## DOCUMENT PASSAGE
--- START ---

International standard

Perz searched for the exact value of specific light characteristics at which the stroboscopic effect becomes invisible to the human eye; the visibility threshold. She invited more than 200 persons, in a simulated office environment, to look at a black disk with a white dot under a LED light source. The disk rotated at a constant speed of 4 meters per second, similar to fast hand gestures in an office environment. During the experiments, Perz manipulated different lighting parameters; the frequency, the amplitude or the modulation depth and the shape of the wave. The subjects indicated whether or not they observed a stroboscopic effect for each change. Researchers from Southeast University in China repeated the experiments to exclude cultural differences.

Based on the thresholds found for each combination of the tested parameters, Perz developed an open source model quantifying the visibility of the stroboscopic effect of any light waveform. LED manufacturers can use this model to test their products. Perz: “The measure that we developed, called SVM (stroboscopic visibility measure), is already recommended by the International Commission on Illumination to quantify the visibility of the stroboscopic effect in general lighting applications. I hope that it will become an international measure to describe the visibility of stroboscopic effect for LEDs.”

--- END ---

Named object pointing lines
--- START ---

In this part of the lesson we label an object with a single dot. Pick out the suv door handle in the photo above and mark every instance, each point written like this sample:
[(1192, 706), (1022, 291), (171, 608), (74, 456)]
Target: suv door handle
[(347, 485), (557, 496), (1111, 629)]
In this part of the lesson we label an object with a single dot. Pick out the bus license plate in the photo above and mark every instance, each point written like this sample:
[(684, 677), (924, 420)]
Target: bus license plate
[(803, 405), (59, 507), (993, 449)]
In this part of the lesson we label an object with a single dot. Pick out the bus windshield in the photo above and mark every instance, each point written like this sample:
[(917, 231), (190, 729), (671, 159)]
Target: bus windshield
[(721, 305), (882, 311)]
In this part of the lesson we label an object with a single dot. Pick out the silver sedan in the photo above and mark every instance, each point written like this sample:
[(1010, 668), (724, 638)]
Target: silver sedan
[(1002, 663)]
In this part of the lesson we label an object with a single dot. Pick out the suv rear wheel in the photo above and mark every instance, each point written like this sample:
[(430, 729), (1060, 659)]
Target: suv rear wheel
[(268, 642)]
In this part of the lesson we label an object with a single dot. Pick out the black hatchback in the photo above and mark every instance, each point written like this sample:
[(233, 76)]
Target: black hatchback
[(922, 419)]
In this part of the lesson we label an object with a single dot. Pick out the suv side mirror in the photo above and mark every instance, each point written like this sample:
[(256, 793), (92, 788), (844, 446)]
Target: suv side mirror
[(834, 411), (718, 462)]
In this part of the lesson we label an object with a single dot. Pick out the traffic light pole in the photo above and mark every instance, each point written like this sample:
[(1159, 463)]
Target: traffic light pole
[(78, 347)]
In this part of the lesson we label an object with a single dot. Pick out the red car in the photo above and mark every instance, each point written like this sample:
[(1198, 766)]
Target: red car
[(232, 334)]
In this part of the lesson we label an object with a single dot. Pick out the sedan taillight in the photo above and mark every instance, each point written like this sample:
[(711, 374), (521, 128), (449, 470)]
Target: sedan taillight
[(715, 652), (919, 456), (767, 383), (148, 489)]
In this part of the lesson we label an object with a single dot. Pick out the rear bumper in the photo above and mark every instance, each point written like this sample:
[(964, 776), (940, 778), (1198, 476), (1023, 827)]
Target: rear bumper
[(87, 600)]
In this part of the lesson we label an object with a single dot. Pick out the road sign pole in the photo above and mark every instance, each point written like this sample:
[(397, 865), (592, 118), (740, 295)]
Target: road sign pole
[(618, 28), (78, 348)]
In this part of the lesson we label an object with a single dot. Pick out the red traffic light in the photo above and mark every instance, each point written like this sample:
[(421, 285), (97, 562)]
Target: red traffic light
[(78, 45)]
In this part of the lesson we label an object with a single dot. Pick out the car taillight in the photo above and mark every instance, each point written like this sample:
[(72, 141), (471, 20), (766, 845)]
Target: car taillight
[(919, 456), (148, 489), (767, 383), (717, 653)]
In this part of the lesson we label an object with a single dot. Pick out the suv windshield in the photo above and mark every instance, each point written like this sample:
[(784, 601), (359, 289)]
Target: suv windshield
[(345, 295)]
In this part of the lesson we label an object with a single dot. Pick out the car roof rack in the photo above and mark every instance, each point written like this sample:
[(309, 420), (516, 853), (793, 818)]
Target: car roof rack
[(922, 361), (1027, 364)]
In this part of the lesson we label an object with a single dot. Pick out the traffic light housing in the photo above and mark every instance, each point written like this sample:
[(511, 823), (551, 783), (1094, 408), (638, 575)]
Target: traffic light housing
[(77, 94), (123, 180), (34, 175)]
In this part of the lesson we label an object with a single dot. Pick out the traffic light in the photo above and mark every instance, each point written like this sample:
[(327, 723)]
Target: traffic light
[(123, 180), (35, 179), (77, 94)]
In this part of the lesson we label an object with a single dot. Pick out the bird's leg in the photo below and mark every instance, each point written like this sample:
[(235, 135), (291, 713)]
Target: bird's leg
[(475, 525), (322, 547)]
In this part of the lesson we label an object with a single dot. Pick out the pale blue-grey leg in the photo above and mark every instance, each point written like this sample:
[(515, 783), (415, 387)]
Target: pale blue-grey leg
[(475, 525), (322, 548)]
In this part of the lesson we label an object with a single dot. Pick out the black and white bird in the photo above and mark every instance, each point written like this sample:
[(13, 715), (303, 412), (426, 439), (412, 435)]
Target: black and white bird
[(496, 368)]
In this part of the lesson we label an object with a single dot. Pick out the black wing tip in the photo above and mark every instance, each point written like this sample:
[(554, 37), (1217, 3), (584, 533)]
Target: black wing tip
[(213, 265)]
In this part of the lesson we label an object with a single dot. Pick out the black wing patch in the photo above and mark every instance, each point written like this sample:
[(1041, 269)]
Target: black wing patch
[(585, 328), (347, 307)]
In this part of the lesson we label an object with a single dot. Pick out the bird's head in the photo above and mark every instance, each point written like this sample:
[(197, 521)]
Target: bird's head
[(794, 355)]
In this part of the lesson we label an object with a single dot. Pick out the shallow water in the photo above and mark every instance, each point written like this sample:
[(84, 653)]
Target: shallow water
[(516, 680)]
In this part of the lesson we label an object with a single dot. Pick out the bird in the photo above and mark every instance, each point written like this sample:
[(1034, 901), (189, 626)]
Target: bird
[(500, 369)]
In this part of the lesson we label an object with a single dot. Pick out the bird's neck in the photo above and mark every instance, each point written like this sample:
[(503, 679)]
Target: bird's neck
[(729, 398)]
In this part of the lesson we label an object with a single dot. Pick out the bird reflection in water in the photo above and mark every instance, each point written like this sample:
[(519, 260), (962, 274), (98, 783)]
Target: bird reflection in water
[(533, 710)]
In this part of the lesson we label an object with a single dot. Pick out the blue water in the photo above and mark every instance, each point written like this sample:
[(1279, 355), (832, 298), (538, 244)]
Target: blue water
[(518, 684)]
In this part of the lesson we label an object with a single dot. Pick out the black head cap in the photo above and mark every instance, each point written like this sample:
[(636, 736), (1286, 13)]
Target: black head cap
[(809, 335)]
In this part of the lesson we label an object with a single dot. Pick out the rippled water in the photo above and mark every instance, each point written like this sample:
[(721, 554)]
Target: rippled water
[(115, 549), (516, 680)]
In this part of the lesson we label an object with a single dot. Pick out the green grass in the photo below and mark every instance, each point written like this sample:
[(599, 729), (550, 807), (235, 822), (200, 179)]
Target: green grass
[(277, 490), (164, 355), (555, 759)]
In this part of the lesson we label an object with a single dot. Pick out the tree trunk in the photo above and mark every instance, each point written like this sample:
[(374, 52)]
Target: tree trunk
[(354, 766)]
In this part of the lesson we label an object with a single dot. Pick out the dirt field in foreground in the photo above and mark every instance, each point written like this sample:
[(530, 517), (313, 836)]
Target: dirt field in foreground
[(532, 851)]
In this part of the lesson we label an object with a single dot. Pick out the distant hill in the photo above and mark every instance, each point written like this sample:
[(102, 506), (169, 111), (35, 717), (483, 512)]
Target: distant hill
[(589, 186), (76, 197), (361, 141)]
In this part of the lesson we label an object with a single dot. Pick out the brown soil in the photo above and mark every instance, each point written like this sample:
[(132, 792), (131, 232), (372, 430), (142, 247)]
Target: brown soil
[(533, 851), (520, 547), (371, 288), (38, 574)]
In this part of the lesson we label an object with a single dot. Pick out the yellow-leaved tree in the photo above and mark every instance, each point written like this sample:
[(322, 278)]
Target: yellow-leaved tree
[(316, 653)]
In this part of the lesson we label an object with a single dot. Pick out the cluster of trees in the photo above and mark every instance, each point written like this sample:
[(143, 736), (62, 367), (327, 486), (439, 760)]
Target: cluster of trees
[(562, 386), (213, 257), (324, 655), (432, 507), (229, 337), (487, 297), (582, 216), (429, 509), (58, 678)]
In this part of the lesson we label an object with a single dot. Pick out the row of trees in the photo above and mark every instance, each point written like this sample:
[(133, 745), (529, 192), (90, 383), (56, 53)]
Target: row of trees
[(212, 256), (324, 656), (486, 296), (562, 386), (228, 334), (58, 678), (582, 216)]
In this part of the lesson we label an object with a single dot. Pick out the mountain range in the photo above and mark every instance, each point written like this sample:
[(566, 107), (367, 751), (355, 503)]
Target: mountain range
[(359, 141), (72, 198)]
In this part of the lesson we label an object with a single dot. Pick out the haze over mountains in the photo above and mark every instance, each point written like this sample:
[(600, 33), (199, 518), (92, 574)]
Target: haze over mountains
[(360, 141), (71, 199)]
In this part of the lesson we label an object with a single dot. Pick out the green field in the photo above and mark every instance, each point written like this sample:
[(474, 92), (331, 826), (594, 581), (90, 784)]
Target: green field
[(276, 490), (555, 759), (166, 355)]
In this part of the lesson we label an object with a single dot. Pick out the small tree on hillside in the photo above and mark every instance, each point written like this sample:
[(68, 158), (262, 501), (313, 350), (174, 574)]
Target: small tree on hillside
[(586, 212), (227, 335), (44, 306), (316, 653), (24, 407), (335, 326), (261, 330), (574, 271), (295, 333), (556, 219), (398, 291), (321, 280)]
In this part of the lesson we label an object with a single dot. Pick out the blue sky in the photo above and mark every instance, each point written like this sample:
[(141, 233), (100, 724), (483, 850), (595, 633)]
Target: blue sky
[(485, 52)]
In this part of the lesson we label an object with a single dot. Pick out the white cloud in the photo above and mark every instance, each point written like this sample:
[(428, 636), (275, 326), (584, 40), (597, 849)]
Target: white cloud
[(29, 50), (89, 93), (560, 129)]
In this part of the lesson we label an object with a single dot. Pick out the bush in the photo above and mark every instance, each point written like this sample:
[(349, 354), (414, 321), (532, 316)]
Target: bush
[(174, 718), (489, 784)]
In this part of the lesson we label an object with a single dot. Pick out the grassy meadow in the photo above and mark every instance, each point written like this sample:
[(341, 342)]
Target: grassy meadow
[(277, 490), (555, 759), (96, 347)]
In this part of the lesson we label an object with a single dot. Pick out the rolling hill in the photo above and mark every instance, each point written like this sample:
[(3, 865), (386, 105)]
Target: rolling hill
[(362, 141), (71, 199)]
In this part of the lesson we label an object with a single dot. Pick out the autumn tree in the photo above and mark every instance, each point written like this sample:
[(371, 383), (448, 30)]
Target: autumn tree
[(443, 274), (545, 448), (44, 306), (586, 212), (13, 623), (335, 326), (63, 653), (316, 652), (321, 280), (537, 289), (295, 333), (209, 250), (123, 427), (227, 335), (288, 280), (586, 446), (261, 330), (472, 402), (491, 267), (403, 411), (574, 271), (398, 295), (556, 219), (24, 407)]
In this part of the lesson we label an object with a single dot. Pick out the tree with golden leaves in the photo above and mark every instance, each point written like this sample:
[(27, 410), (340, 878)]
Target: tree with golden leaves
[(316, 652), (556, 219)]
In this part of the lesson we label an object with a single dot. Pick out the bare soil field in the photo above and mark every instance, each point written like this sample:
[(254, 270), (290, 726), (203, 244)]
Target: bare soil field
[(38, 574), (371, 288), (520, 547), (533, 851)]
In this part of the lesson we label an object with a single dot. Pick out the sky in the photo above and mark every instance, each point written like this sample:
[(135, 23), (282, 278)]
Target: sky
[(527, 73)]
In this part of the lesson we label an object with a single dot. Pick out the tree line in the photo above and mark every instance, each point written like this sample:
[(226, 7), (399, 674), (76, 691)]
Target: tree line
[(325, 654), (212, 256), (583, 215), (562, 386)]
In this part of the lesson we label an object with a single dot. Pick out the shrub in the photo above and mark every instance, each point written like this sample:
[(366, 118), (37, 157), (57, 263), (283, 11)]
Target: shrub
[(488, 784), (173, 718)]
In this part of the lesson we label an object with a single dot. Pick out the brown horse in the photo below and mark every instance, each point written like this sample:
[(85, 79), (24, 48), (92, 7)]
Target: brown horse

--- END ---

## DIRECTIONS FOR THIS TASK
List each lighting parameter that Perz manipulated during the experiments, according to the stroboscopic effect passage above.

## EXPECTED OUTPUT
- The frequency
- The amplitude or the modulation depth
- The shape of the wave